> _Zadania do wykonania_:
A: Wypisz wszystkie programy telewizyjne, których tytuły podaje tekst o dziennikarzach TVP.
B: Napisz dalszy ciąg tekstu o dziennikarzach TVP, zaczynając od miejsca, w którym się kończy.

> _Wybrany fragment_:

Według źródeł w TVP najbardziej rozczarowany decyzją
Kurskiego był Michał Rachoń, który prowadzi wieczorny program „Minęła 20”. Rachoń przyszedł do TVP z prawicowej telewizji Republika. Zanim został
dziennikarzem, był działaczem PiS. Miał już przygotowany na wieczór cały program
o ustaleniach podkomisji, ale po telefonie Kurskiego musiał wszystko odwołać.
- Rachoń jest bardziej pisowski od samego Kaczyńskiego, a w Antoniego wierzy
jak w bóstwo - opowiada pracownik TVP.
NOWI PRYSZCZACI?
Kilku moich rozmówców z TVP podkreśla, że w
„Wiadomościach” nikomu nie trzeba łamać kręgosłupów. Zostali już tylko ci,
którym jest wszystko jedno, co robią, byle być na wizji, albo tacy, którzy
bardzo wierzą w PiS - tak jak na przełomie lat 40. i 50 młodzi ludzie z
pokolenia „pryszczatych” uwierzyli w socjalizm.
Opinię najbliższych PiS mają w zespole Krzysztof Ziemiec i Danuta Holecka,
która prowadzi główne wydanie „Wiadomości”.
- Krzysiek zawsze był prawicowy, ale nie podejrzewałem, że będzie dawał
twarz do takiej propagandy i zwyczajnego kłamstwa - mówi dobry znajomy Ziemca
spoza TVP.
Jeden z moich rozmówców z placu Powstańców Warszawy, gdzie są przygotowywane
„Wiadomości”, wspomina, że na początku rządów PiS, gdy szefową redakcji
została Marzena Paczuska i zapoczątkowała czas ostrej propagandy, Ziemiec się
miotał.
- Zaczął palić i na fajce narzekał, że to jest przegięcie, że robi się
taką propagandę. Ale chwilę później szedł roześmiany z Paczuską na kawkę. I od
dwóch lat czyta te „Wiadomości”. On po prostu wierzy w PiS. Może metody wydają
mu się zbyt toporne, ale nie ma kręgosłupa, żeby się temu przeciwstawić - mówi
mi jego kolega z TVP.
Inny rozmówca dodaje, że Ziemiec początkowo był traktowany przez
prezesa Kurskiego nieufnie. Kurski uznawał go za najbardziej lewego z prawych.
Ale ostatnio Ziemiec dostał nowy program „Studio Zachód”, który jest
podsumowaniem zagranicznych wydarzeń tygodnia.

> _Dostarczone dane_:
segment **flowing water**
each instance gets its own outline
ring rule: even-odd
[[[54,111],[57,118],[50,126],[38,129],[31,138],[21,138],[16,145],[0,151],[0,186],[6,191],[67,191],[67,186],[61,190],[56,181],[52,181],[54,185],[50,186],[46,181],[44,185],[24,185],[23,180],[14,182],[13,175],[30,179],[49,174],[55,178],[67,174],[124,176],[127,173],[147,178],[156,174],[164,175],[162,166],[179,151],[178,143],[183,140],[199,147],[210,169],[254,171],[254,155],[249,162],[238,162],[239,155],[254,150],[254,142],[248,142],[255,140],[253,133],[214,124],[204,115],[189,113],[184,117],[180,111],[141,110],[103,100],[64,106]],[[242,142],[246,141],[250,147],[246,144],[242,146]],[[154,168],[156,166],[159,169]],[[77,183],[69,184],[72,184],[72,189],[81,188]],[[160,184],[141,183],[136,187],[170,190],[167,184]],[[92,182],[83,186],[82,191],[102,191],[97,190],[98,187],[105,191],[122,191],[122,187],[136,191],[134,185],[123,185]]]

> _Odpowiedzi po kolei_:
A: „Minęła 20”, „Wiadomości”, „Studio Zachód”

B:
Ziemiec, jak mówi jego dobry znajomy, liczył, że we własnym programie będzie miał większą autonomię niż w „Wiadomościach”.
Ale się przeliczył, bo i tu są sugestie, żeby prezentował pisowski punkt
widzenia.
- Czy pan się czuje takim nowym „pryszczatym”, zachłyśniętym PiS i jego
polityką? - pytam Ziemca.
- Teraz mnie pani obraża! - oburza się Ziemiec i się rozłącza. Ale gdy
dzwonię po raz drugi, odbiera.
- Naprawdę nie ma pan problemu z tym, co się dzieje w „Wiadomościach”? -
dopytuję.
- Mam wiele problemów i wątpliwości, tak jak każdy normalny człowiek,
ale nie będę o tym rozmawiał - kończy Ziemiec.
Danuta Holecka przeprowadza wywiady z prezesem Jarosławem Kaczyńskim. W
PiS wiedzą, że pani Danusia, jak ją nazywają, nie zrobi prezesowi krzywdy.
Kaczyński ją lubi. W jednym z wywiadów tak gorliwie dopytywała o sukcesy PiS,
że sam Kaczyński wydawał się lekko zażenowany. Przez długi czas Holecka była
jedyną dziennikarką TVP,
która robiła wywiady z prezydentem Andrzejem
Dudą. W telewizji mówi się nawet, że już po wyborach prezydenckich robiła
Dudzie szkolenia medialne. Ale w rozmowie ze mną Holecka zdecydowanie
zaprzecza.
Na wszelkie uwagi, że TVP uprawia ostrą propagandę, Holecka
odpowiada w nieoficjalnych rozmowach pisowskim przekazem dnia: skoro TVN popiera PO, to TVP musi pokazywać, że jest inny
punkt widzenia, czyli punkt widzenia PiS.
Gdy pytam Holecką o to, jakie są dla niej granice propagandy i czego w
„Wiadomościach” by nie zniosła, prosi o czas do namysłu. Po godzinie i
konsultacjach z kierownictwem stacji odsyła mi e-mailem odpowiedź: „Granice
mam określone w standardach dziennikarskich i we własnym sumieniu.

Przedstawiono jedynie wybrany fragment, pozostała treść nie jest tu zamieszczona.